--- VORGEGEBENER TEXT ---

Erstunken und erlogen

Natürlich geht die Ausstellung über diese beiden einflussreichen Persönlichkeiten hinaus: "Wir haben den Titel 'Von Luther zu Twitter' und nicht 'Von Luther zu Trump' gewählt, weil Twitter nicht nur mit Trump verbunden ist, sondern mit vielen verschiedenen Entwicklungen der sozialen Netzwerke", sagte die Historikerin und Co-Kuratorin der Ausstellung, Melanie Lyon, im DW-Interview.

Die Ausstellung untersucht über fünf Epochen hinweg die Rolle verschiedener Medien in der politischen Kommunikation: die Erfindung der Drucktechnik als Grundlage der Reformation; die Entwicklung der Presse, die dazu beitrug, eine bürgerliche Öffentlichkeit zu bilden; der Rundfunk und seine Instrumentalisierung durch den nationalsozialistischen Propagandaminister Joseph Goebbels; den Einfluss des Fernsehens auf die politische Kultur; und schließlich die neue weltweite Reichweite des Internets.

--- DATENAUSZUG ---

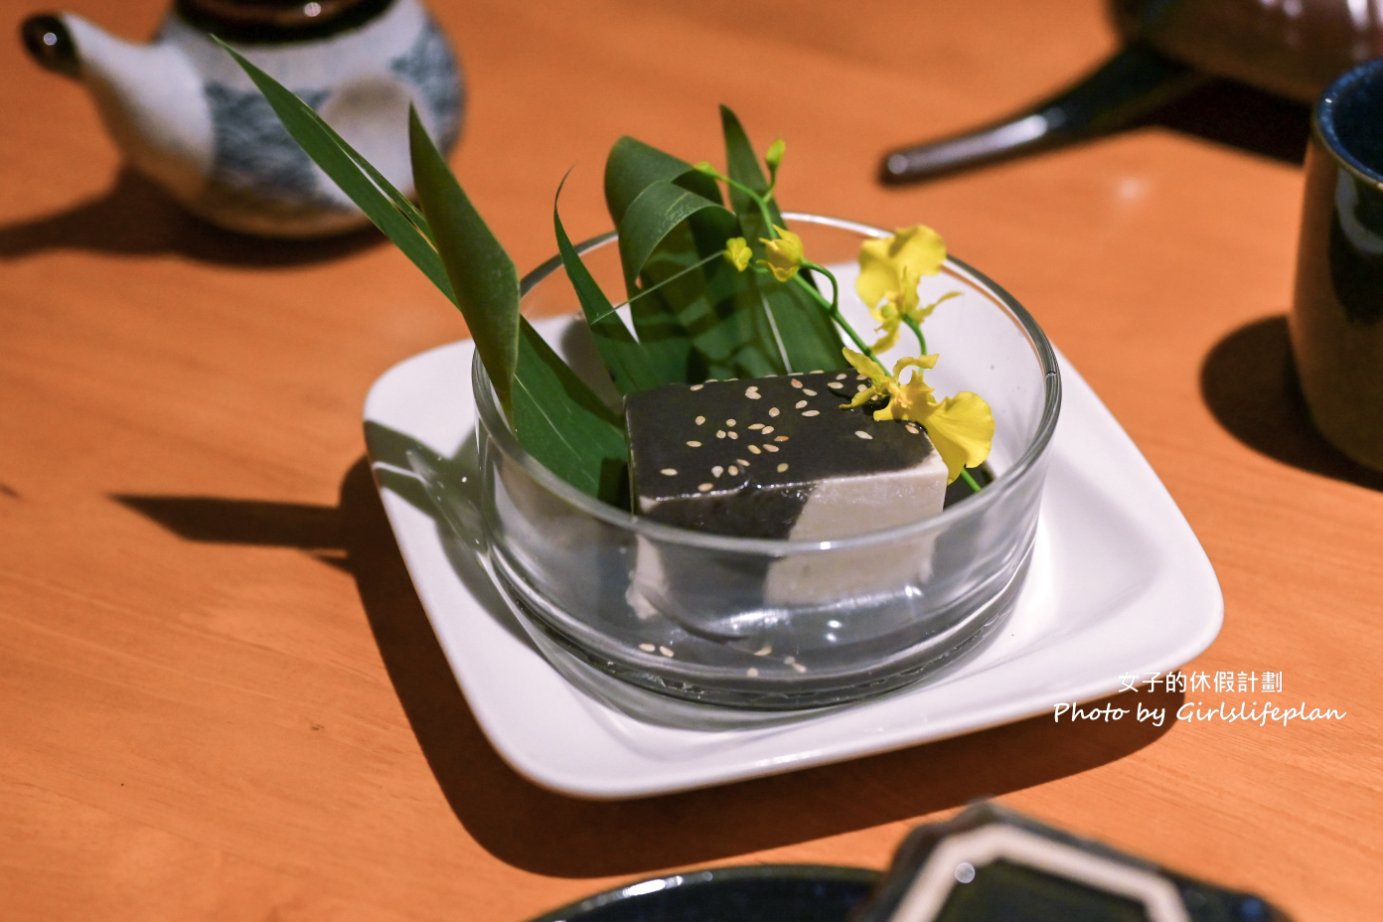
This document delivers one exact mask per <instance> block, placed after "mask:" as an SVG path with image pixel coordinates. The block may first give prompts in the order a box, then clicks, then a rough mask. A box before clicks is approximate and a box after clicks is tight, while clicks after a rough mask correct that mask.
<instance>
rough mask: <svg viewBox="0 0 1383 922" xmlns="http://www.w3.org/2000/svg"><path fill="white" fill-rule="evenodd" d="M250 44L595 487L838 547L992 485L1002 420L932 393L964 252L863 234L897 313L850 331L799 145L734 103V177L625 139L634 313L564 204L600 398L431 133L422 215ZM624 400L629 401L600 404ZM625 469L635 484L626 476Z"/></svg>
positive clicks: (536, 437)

---

■ DEINE AUFGABE ■
Gib aus dem Text über die Ausstellung den Abschnitt wortgetreu wieder, der mit den Worten „Erstunken und erlogen“ anfängt und mit „Lyon, im DW-Interview.“ aufhört.

■ LÖSUNG ■
Erstunken und erlogen

Natürlich geht die Ausstellung über diese beiden einflussreichen Persönlichkeiten hinaus: "Wir haben den Titel 'Von Luther zu Twitter' und nicht 'Von Luther zu Trump' gewählt, weil Twitter nicht nur mit Trump verbunden ist, sondern mit vielen verschiedenen Entwicklungen der sozialen Netzwerke", sagte die Historikerin und Co-Kuratorin der Ausstellung, Melanie Lyon, im DW-Interview.